## [YOUR OBJECTIVE]
Each record below is to be copied word for word, with pictures removed.

## [RAW RECORDS]
——

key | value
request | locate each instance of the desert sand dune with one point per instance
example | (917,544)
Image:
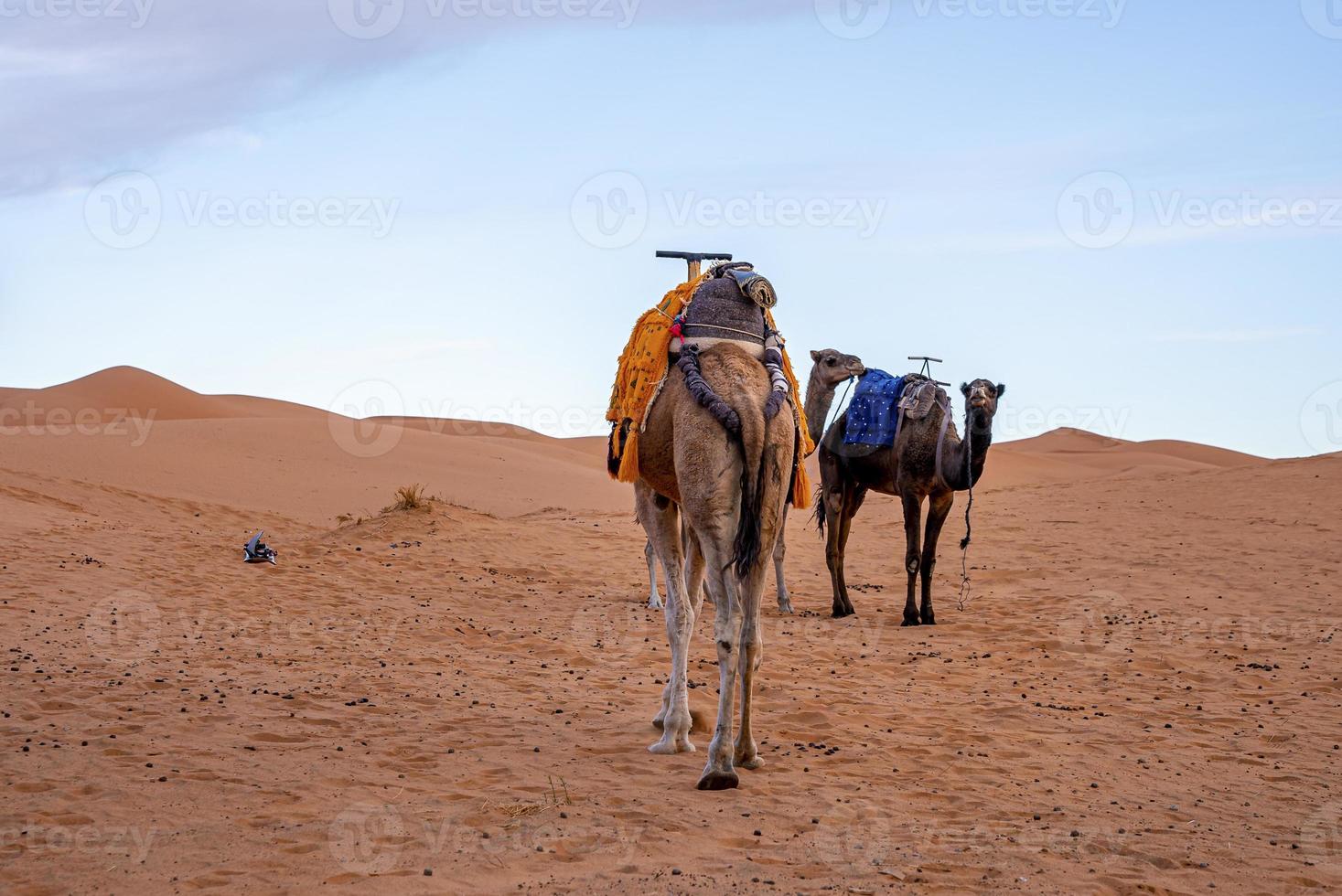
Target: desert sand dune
(1140,692)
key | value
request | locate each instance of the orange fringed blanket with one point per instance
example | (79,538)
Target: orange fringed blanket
(643,369)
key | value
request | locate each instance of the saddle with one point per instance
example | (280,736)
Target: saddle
(730,302)
(727,306)
(879,408)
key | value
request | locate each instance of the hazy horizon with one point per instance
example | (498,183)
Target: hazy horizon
(1129,212)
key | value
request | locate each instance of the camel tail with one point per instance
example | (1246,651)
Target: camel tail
(746,545)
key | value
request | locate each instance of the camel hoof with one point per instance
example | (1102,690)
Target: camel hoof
(717,780)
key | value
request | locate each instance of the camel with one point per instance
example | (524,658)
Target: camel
(830,368)
(913,471)
(730,490)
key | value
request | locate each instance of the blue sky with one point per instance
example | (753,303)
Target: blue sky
(1067,196)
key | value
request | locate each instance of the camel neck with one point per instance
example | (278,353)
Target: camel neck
(819,397)
(980,437)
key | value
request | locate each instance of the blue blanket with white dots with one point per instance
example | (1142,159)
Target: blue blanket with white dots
(874,412)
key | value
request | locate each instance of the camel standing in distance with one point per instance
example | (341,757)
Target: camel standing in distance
(828,369)
(732,491)
(908,470)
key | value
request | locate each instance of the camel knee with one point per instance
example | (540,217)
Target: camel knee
(833,557)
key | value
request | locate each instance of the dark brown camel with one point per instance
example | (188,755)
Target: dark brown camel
(910,471)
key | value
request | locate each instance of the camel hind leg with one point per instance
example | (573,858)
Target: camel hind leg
(651,557)
(913,556)
(720,772)
(780,550)
(752,652)
(661,520)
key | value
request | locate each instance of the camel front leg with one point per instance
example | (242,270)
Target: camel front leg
(913,517)
(853,500)
(720,772)
(661,520)
(836,508)
(651,557)
(939,506)
(780,550)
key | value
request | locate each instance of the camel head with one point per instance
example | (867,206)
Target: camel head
(982,400)
(835,367)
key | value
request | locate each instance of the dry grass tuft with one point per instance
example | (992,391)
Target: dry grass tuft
(408,498)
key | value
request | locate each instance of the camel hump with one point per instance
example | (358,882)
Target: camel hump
(737,376)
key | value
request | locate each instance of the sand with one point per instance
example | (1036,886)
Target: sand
(1140,695)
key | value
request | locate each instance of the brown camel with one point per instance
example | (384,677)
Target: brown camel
(830,368)
(911,471)
(730,490)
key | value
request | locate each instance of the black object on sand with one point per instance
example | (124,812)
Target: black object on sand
(256,551)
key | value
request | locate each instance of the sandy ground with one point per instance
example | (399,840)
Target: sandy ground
(1140,692)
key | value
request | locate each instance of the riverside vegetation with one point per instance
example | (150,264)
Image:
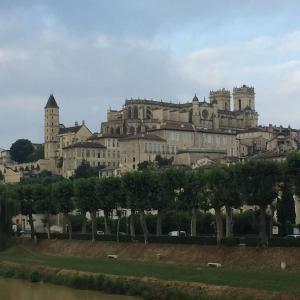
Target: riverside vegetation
(218,188)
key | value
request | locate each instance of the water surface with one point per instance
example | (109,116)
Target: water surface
(15,289)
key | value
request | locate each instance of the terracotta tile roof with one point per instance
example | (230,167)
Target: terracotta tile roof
(86,145)
(70,129)
(142,136)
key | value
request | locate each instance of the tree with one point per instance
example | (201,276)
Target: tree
(43,203)
(215,179)
(141,190)
(37,153)
(86,171)
(259,180)
(23,193)
(170,189)
(62,193)
(85,197)
(162,161)
(286,209)
(21,150)
(232,195)
(193,192)
(108,193)
(7,209)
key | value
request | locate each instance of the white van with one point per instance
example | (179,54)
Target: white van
(177,233)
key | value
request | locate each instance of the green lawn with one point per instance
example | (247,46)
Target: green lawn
(264,280)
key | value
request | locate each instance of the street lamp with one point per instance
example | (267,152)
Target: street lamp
(177,192)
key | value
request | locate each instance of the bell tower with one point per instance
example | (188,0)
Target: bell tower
(51,128)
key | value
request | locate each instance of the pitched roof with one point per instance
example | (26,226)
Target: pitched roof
(86,145)
(70,129)
(142,136)
(51,103)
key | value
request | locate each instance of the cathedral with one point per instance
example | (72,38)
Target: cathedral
(141,115)
(223,129)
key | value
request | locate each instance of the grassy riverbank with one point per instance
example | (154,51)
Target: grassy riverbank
(287,282)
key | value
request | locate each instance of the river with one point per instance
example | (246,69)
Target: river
(14,289)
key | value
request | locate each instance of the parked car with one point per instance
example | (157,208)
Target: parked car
(177,233)
(293,236)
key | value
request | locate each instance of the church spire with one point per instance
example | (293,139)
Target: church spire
(51,103)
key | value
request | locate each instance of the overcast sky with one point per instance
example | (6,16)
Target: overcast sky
(93,54)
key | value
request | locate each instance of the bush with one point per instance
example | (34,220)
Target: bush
(284,242)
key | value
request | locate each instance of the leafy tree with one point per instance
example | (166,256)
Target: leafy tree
(193,192)
(146,165)
(171,187)
(108,195)
(21,150)
(7,209)
(293,171)
(286,209)
(162,161)
(37,153)
(62,193)
(44,203)
(86,171)
(231,194)
(141,189)
(259,181)
(23,193)
(85,197)
(215,195)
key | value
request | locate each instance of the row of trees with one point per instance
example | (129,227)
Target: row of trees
(218,188)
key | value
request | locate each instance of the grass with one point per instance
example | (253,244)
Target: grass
(235,277)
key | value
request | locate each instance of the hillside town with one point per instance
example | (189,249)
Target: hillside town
(191,134)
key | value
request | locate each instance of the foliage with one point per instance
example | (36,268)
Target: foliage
(286,210)
(86,171)
(21,151)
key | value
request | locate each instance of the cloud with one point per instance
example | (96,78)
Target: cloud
(93,55)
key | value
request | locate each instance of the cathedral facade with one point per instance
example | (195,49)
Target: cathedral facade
(141,115)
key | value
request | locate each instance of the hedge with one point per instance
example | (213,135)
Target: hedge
(251,241)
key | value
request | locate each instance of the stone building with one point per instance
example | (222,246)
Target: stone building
(142,147)
(141,115)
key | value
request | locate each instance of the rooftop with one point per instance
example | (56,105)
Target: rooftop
(86,145)
(51,103)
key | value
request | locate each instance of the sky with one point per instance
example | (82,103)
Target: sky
(94,54)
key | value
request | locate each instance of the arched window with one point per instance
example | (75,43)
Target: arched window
(129,113)
(148,113)
(131,130)
(191,116)
(135,112)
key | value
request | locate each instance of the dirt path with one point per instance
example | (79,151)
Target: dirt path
(230,292)
(244,257)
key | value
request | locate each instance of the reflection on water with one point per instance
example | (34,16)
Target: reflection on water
(14,289)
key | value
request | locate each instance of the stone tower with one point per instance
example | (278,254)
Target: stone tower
(243,97)
(51,128)
(221,97)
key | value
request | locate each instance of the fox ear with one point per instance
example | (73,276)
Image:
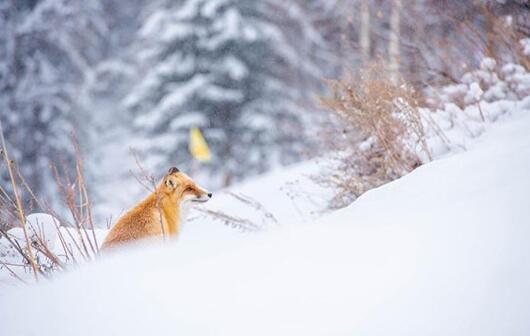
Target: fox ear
(173,170)
(170,183)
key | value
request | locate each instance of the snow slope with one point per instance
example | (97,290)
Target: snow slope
(442,251)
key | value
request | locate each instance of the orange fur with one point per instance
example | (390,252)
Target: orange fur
(160,213)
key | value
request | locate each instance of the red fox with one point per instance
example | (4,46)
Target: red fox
(161,213)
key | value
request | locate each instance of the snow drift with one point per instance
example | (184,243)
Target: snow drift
(442,251)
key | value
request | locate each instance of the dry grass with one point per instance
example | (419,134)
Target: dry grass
(379,134)
(20,200)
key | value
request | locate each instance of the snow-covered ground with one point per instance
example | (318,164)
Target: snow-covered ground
(442,251)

——

## [CORRECT RESPONSE]
key | value
request | locate each instance of the desert sand dune with one point per instance
example | (917,544)
Image:
Target: desert sand dune
(1140,692)
key | value
request | locate each instance of the orange fringed blanket with one point per instance
example | (79,538)
Target: orange fringed blanket
(643,369)
key | value
request | locate each instance of the saddle with one point per instance
example | (280,736)
Target: saddle
(730,302)
(727,306)
(879,408)
key | value
request | locate each instance of the hazy horizon with one point per instance
example | (498,183)
Target: hazy horizon
(1129,212)
key | value
request | locate each instance of the camel tail with one point per instance
example | (1246,651)
Target: camel tail
(746,545)
key | value
request | locate each instance of the camel hoof with one point per instance
example | (1102,690)
Target: camel hoof
(717,780)
key | value
request | locate each instance of the camel with one point per instance
example | (524,658)
Target: camel
(830,368)
(913,471)
(730,490)
key | value
request | locate each instance of the blue sky with one point per instance
example | (753,303)
Target: blue sky
(1067,196)
key | value
request | locate each instance of the camel neck with one point per instance
example | (278,353)
Target: camel neck
(819,397)
(980,437)
key | value
request | locate each instance of the blue blanket with white dots with one point per instance
example | (1142,159)
Target: blue blanket with white dots
(874,412)
key | value
request | locate each instance of the camel standing in distance with one point per instance
example | (341,757)
Target: camel standing in distance
(828,369)
(732,491)
(908,470)
key | value
request | locate each instance of the camel knee with one point per instance
example | (540,217)
Target: camel knee
(833,557)
key | value
request | locate each instance of the dark brown camel with one point per instance
example | (188,755)
Target: dark brown camel
(910,471)
key | value
request | locate each instance of the camel hind leg with one point per instance
example | (573,858)
Target: camel hind leg
(651,557)
(913,556)
(720,772)
(780,550)
(752,652)
(661,520)
key | value
request | locate each instance of the camel front leg with one point per instance
example | (242,270)
Target: camel front leg
(913,517)
(853,500)
(720,772)
(661,520)
(836,508)
(651,557)
(939,506)
(780,550)
key | value
request | locate each instance of the camel head with one point per instance
example | (867,206)
Target: camel head
(982,400)
(835,367)
key | value
request | locate each instance of the dry grass tuft with one point per instance
example | (992,391)
Target: dry grass tuft
(408,498)
key | value
request | locate each instance of the camel hump with one point per instance
example | (358,882)
Target: camel hump
(737,376)
key | value
request | locate each instance of the sand with one point per instance
example | (1036,886)
Target: sand
(1140,695)
key | value
request | locate each instance of the brown camel with one point per instance
example | (384,677)
Target: brown camel
(830,368)
(911,471)
(730,490)
key | value
request | locate each instance of the black object on sand with one point per instance
example | (124,812)
Target: black object on sand
(256,551)
key | value
request | locate each instance of the sandy ground with one point per instance
example | (399,840)
Target: sandy ground
(1140,692)
key | value
request | locate each instance of the riverside vegetation with one point per instance
example | (150,264)
Image:
Target: riverside vegetation
(218,188)
key | value
request | locate each instance of the water surface with one point per instance
example | (109,116)
Target: water surface
(15,289)
key | value
request | locate each instance of the terracotta tile roof with one point per instance
example | (230,167)
Target: terracotta tile roof
(86,145)
(70,129)
(142,136)
key | value
request | locate each instance of the tree with one point per instance
example | (201,276)
Target: tree
(43,203)
(215,179)
(141,190)
(37,153)
(86,171)
(259,180)
(23,193)
(170,189)
(62,193)
(85,197)
(162,161)
(286,209)
(21,150)
(232,195)
(193,192)
(108,193)
(7,209)
key | value
request | locate each instance of the white van with one point per instance
example | (179,54)
Target: white van
(177,233)
key | value
request | locate each instance of the green lawn with one point per instance
example | (247,46)
Target: green lawn
(264,280)
key | value
request | locate each instance of the street lamp with one point per instance
example | (267,152)
Target: street lamp
(177,192)
key | value
request | locate each instance of the bell tower with one point per instance
example | (188,0)
Target: bell tower
(51,128)
key | value
request | locate each instance of the pitched roof with one point per instance
example | (26,226)
Target: pitched roof
(86,145)
(70,129)
(142,136)
(51,103)
key | value
request | locate each instance of the cathedral with one point per instance
example | (72,38)
Target: cathedral
(141,115)
(223,129)
key | value
request | locate each instance of the grassy riverbank with one point per instance
example | (154,51)
Target: grassy riverbank
(287,282)
key | value
request | locate each instance of the river with one point per instance
example | (246,69)
Target: river
(14,289)
key | value
request | locate each instance of the parked car with one point per instance
example | (157,208)
Target: parked car
(177,233)
(293,236)
key | value
request | locate each instance of the church spire with one point per instance
example | (293,139)
Target: church spire
(51,103)
key | value
request | locate each instance of the overcast sky with one point per instance
example | (6,16)
Target: overcast sky
(93,54)
key | value
request | locate each instance of the bush with one point per instance
example | (34,220)
Target: bush
(284,242)
key | value
request | locate each instance of the leafy tree with one point per instance
example | (166,256)
Target: leafy tree
(193,192)
(146,165)
(171,187)
(108,195)
(21,150)
(7,209)
(293,171)
(286,209)
(162,161)
(37,153)
(62,193)
(44,203)
(86,171)
(231,194)
(141,189)
(259,181)
(23,193)
(85,197)
(215,195)
key | value
request | locate each instance of the row of trees with one point per instance
example | (129,227)
Target: row of trees
(218,188)
key | value
request | locate each instance of the grass with one point per instance
example | (253,244)
Target: grass
(235,277)
key | value
request | locate each instance of the hillside town with one point per instance
example | (189,249)
Target: hillside town
(191,134)
key | value
request | locate each instance of the foliage with one point per instance
example | (36,268)
Target: foliage
(286,210)
(86,171)
(21,151)
key | value
request | locate each instance of the cloud with one point per instance
example | (96,78)
Target: cloud
(93,55)
key | value
request | locate each instance of the cathedral facade with one point per instance
example | (195,49)
Target: cathedral facade
(141,115)
key | value
request | locate each instance of the hedge with one point per instance
example | (213,135)
Target: hedge
(251,241)
key | value
request | locate each instance of the stone building with one point per instance
example | (222,246)
Target: stone building
(142,147)
(141,115)
key | value
request | locate each instance of the rooftop with one point per instance
example | (56,105)
Target: rooftop
(86,145)
(51,103)
key | value
request | locate each instance of the sky with one point per instance
example | (82,103)
Target: sky
(94,54)
key | value
request | locate each instance of the arched window with one point per instance
example | (75,43)
Target: arched window
(129,113)
(148,113)
(131,130)
(191,116)
(135,112)
key | value
request | locate each instance of the dirt path with one point per instance
example | (79,151)
Target: dirt path
(230,292)
(244,257)
key | value
request | locate each instance of the reflection on water with one point per instance
example | (34,16)
Target: reflection on water
(14,289)
key | value
request | locate each instance of the stone tower with one point per instance
example | (278,254)
Target: stone tower
(243,97)
(51,128)
(221,97)
key | value
request | locate each instance of the fox ear with one point per instance
example | (73,276)
Image:
Target: fox ear
(173,170)
(170,183)
key | value
request | locate each instance of the snow slope with one point per instance
example | (97,290)
Target: snow slope
(442,251)
key | value
request | locate each instance of the orange fur with one point per instance
example | (390,252)
Target: orange fur
(160,213)
key | value
request | locate each instance of the red fox with one point per instance
example | (4,46)
Target: red fox
(161,213)
key | value
request | locate each instance of the snow drift with one point per instance
example | (184,243)
Target: snow drift
(442,251)
key | value
request | locate each instance of the dry grass with one point per instance
example | (419,134)
Target: dry grass
(379,134)
(20,200)
key | value
request | locate each instance of the snow-covered ground with one point per instance
example | (318,164)
Target: snow-covered ground
(442,251)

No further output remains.